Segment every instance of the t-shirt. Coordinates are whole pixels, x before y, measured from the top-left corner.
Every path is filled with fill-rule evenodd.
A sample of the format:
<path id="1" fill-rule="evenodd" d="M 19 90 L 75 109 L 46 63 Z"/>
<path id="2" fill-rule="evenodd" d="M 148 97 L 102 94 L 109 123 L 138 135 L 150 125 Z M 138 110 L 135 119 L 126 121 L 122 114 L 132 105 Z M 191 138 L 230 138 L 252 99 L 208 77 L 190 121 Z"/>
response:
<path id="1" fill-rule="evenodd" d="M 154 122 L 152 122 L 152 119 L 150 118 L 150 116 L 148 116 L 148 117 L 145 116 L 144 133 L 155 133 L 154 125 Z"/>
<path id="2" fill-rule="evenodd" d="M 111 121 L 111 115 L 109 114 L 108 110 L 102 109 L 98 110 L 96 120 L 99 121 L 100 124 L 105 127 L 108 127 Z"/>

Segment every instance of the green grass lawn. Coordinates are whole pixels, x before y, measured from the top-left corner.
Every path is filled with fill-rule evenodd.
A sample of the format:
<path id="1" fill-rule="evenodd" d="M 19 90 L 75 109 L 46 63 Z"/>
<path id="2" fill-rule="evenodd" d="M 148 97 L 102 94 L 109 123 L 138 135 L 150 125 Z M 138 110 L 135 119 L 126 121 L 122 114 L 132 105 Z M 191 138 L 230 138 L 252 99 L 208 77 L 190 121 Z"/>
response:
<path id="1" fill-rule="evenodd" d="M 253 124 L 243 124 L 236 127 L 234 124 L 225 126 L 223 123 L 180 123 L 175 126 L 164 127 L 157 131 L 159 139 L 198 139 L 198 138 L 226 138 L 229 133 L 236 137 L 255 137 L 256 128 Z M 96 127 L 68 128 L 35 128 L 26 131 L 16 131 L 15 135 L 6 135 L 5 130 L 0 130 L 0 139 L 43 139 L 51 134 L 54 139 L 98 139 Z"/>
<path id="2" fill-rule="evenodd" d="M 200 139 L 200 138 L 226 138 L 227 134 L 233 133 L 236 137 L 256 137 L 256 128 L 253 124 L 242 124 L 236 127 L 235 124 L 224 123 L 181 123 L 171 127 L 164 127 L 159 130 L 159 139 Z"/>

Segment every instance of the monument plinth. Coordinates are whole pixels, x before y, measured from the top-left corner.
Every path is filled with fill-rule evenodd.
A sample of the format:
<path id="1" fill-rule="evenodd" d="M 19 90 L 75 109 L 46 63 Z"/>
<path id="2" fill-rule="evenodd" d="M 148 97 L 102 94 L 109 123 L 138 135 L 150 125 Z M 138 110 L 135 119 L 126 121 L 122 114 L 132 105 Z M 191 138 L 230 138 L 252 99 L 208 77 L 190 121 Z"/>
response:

┄┄┄┄┄┄

Task description => Copy everything from the start of the listing down to the line containing "200 139 L 200", substituting "integer pixels" for "whole pixels" and keeping all else unchanged.

Final result =>
Segment every instance of the t-shirt. Coordinates are integer pixels, x before y, measured from the top-left corner.
Every path is filled with fill-rule evenodd.
A sample of the format:
<path id="1" fill-rule="evenodd" d="M 19 90 L 75 109 L 46 63 Z"/>
<path id="2" fill-rule="evenodd" d="M 148 97 L 102 94 L 109 123 L 138 135 L 150 125 Z M 138 110 L 135 119 L 126 121 L 122 114 L 132 105 Z M 191 138 L 230 138 L 252 99 L 208 77 L 190 121 Z"/>
response:
<path id="1" fill-rule="evenodd" d="M 154 122 L 152 122 L 152 119 L 150 118 L 150 116 L 148 116 L 148 117 L 145 116 L 144 133 L 155 133 L 154 125 Z"/>
<path id="2" fill-rule="evenodd" d="M 111 121 L 111 115 L 109 114 L 108 110 L 102 109 L 98 110 L 96 120 L 99 121 L 100 124 L 105 127 L 108 127 Z"/>

Segment every instance of the green grass lawn. Coordinates are integer pixels, x before y, measured from the top-left corner.
Every path is filled with fill-rule evenodd.
A sample of the format:
<path id="1" fill-rule="evenodd" d="M 19 90 L 75 109 L 46 63 Z"/>
<path id="2" fill-rule="evenodd" d="M 148 97 L 102 94 L 109 123 L 138 135 L 150 125 Z M 138 110 L 135 119 L 126 121 L 122 114 L 132 105 Z M 191 138 L 230 138 L 252 99 L 208 77 L 190 121 Z"/>
response:
<path id="1" fill-rule="evenodd" d="M 253 124 L 243 124 L 236 127 L 234 124 L 225 126 L 223 123 L 180 123 L 175 126 L 164 127 L 157 131 L 159 139 L 198 139 L 198 138 L 226 138 L 229 133 L 236 137 L 255 137 L 256 128 Z M 96 127 L 68 128 L 35 128 L 26 131 L 16 131 L 15 135 L 6 135 L 5 130 L 0 130 L 0 139 L 43 139 L 51 134 L 54 139 L 98 139 Z"/>
<path id="2" fill-rule="evenodd" d="M 200 139 L 200 138 L 226 138 L 227 134 L 233 133 L 236 137 L 256 137 L 256 128 L 253 124 L 242 124 L 236 127 L 235 124 L 224 123 L 181 123 L 171 127 L 164 127 L 159 130 L 159 139 Z"/>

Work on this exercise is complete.